Text segment

━━━━━━━━━━

# clearfork muskie 3/29



## ramlund man (Mar 25, 2006)

here it is


----------



## FutureClassicChamp (Jan 16, 2006)

nice fatty!!! is that a bucktail fish?


----------



## Ol' Whiskers (Aug 11, 2004)

WOW! Bet that gave you a rush.


----------



## ramlund man (Mar 25, 2006)

yes it was--i saw bank fishermen catching small white crappie so i figured i'd "match the hatch" with a chrome blade ,black bucktail and pearl white twister tail--the bait was a "buchertail" and the fish was a blast to catch--many thanx go to my wife who did the perfect net job for the perfect nut job who is her husband


----------



## johnboy111711 (Apr 7, 2004)

she also took a pretty nice picture. I like to cut peoples heads off in pictures, much more fun for me that way


----------



## bimhoff07 (Mar 9, 2006)

Being from Muskingum College and our mascot being none other than the muskie, I am quite envious of your catch!  Beautiful fish!


----------



## FutureClassicChamp (Jan 16, 2006)

whatd she go....about 42 x 21?


----------



## esoxhunter (Apr 7, 2004)

man that is a CHUNK for a 40ish inch fish!!!!! 
congrats! Hope Leesville is as kind to me in 2 weeks.


----------



## JIG (Nov 2, 2004)

Nice fish!!!!!


----------



## liquidsoap (Oct 22, 2005)

Wonderful fish, ironicallly thats were we caught ours in the bass tourny....
But that muskie would eat our muskie for breakfest, and twice for dinner!


----------



## cincinnati (May 24, 2004)

Beautiful catch.


----------



## ramlund man (Mar 25, 2006)

the fish went 461/4 on a tape measure--that fish was longer than it looks,probably 'cause i'm a pretty big guy @6'3" and 290


----------



## cincinnati (May 24, 2004)

That's a big fish no matter who's holding it!


----------



## gonefishing8807 (Dec 5, 2005)

thats impressive wish i could go muskie fishin


----------



## woodworker2001 (Jan 23, 2006)

:B Congrads......... That is just what I am hoping to hook up with tomorrow morning!!!


----------

━━━━━━━━━━

Exercise description
In the muskie thread, what bait did ramlund man use to catch the fish? Answer using only the muskie thread, not the listing.

━━━━━━━━━━

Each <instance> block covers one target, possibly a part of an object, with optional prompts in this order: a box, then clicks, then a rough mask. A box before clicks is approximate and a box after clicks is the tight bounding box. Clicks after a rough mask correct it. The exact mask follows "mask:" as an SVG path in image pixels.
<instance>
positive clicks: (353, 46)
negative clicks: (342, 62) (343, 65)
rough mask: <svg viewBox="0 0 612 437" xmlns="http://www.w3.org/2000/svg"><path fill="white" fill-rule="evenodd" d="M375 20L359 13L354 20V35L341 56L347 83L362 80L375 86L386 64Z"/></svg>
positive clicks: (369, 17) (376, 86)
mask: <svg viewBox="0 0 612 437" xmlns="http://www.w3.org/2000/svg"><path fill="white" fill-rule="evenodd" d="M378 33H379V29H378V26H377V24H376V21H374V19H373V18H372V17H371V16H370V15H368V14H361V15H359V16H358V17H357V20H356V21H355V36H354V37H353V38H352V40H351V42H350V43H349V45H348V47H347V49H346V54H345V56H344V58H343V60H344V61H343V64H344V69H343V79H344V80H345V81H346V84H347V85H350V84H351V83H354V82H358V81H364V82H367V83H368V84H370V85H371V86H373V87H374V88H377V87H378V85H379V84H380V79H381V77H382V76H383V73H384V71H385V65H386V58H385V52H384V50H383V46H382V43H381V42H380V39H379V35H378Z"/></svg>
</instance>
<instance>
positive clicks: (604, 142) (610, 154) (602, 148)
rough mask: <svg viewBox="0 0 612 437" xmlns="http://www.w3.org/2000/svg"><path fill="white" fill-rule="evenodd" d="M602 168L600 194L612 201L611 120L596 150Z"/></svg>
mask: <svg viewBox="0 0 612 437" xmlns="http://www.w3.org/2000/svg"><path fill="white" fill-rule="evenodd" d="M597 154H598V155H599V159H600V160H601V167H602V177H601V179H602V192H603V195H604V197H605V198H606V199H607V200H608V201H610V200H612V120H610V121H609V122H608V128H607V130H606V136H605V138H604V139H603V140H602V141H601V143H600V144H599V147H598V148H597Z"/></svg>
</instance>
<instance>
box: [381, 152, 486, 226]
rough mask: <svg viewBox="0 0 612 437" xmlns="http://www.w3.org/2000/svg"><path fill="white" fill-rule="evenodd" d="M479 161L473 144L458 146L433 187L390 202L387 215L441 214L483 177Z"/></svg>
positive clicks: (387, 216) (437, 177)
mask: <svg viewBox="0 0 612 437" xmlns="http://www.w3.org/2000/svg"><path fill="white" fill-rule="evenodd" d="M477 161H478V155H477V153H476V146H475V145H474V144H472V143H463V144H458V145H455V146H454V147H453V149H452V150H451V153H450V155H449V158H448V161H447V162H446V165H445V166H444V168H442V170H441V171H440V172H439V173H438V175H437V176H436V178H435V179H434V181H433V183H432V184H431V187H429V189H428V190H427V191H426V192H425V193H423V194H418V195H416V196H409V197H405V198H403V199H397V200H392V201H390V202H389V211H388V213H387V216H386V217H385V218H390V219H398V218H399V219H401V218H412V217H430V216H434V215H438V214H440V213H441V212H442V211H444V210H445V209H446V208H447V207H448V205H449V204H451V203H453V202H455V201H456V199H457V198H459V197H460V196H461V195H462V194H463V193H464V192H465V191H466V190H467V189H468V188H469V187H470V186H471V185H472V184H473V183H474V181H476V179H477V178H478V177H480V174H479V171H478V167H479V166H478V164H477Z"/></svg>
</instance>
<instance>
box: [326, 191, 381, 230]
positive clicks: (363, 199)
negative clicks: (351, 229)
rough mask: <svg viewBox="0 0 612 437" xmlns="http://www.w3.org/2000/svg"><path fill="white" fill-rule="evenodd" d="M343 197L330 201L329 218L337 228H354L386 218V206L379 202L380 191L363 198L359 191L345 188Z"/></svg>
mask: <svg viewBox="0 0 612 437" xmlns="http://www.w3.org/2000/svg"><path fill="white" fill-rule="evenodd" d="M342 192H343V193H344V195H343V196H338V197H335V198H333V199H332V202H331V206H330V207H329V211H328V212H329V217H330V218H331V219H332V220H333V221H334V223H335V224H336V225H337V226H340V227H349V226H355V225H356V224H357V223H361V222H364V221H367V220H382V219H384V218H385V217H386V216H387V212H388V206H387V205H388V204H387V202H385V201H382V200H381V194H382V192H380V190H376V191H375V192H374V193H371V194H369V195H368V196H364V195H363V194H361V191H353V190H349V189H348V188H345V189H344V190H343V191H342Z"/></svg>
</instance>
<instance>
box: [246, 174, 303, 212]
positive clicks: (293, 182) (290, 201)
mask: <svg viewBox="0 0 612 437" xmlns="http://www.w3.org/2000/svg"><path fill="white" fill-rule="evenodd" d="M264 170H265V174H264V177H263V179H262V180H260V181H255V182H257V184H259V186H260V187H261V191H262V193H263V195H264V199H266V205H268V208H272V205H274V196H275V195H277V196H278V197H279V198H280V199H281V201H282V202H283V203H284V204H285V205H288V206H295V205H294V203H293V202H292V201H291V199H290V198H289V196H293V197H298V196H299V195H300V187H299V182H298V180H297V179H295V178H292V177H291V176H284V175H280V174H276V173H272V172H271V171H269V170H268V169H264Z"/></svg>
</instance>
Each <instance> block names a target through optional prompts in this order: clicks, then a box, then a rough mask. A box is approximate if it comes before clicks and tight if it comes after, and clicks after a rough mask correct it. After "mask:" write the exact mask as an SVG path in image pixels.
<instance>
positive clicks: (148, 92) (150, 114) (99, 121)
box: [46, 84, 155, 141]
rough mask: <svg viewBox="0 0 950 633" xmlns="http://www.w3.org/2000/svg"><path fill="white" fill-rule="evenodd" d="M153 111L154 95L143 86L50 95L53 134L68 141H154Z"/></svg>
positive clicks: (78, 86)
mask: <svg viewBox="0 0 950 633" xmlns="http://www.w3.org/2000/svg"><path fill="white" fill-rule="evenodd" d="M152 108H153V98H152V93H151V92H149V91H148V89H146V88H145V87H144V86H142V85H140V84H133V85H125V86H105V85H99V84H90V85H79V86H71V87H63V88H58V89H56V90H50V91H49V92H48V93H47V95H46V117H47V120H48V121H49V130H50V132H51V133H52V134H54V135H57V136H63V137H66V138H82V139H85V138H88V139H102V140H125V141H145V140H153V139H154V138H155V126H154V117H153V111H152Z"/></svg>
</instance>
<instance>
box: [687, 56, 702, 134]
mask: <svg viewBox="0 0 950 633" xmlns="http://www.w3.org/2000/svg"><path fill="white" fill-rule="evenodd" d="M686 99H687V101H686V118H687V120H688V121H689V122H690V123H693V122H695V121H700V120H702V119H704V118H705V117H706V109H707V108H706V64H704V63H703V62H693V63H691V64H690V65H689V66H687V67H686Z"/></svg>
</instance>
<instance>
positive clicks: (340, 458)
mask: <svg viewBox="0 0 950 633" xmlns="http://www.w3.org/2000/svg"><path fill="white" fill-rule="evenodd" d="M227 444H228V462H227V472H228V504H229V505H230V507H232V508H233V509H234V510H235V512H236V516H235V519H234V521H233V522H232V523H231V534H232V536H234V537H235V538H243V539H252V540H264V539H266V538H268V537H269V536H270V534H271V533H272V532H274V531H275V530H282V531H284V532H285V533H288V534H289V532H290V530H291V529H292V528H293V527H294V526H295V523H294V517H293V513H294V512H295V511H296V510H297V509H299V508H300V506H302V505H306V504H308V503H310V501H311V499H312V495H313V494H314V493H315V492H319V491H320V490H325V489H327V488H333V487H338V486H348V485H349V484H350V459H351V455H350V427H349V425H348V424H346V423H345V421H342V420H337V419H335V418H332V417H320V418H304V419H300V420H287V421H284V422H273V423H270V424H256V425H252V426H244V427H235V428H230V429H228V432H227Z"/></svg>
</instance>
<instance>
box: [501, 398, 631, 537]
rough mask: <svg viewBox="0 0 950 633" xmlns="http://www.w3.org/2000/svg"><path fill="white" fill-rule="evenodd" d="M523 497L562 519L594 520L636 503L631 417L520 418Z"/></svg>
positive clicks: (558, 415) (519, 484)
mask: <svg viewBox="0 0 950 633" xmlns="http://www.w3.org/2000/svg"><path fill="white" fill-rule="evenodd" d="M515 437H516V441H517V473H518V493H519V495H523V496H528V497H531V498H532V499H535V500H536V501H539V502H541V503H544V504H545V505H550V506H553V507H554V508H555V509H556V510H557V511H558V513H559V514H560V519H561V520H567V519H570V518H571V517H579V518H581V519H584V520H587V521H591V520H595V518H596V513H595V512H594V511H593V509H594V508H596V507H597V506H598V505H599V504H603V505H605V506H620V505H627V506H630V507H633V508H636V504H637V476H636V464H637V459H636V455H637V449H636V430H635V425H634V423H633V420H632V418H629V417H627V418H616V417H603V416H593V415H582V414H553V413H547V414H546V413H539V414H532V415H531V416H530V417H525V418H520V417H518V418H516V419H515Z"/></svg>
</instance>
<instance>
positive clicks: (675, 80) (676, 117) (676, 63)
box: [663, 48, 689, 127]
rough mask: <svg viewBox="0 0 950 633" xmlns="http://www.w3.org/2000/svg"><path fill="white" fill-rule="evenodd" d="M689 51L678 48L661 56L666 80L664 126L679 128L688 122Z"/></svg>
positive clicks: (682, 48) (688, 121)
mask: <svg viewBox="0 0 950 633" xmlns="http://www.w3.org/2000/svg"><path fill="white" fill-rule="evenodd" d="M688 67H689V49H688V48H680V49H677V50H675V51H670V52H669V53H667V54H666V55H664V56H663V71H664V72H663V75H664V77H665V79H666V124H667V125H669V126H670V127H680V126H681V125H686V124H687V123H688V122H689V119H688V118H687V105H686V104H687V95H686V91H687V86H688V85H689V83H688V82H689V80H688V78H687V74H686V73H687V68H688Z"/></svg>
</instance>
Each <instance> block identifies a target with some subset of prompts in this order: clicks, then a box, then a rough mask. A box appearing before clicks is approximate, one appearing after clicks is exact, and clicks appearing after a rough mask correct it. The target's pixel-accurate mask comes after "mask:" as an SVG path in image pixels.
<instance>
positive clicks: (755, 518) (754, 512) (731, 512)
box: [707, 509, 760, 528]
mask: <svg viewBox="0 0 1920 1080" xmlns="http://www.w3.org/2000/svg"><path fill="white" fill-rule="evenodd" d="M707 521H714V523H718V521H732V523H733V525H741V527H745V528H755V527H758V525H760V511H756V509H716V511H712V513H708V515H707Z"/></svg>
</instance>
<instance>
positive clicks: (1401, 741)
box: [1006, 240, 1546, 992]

━━━━━━━━━━

Solution for this problem
A "buchertail" with a chrome blade, black bucktail, and pearl white twister tail.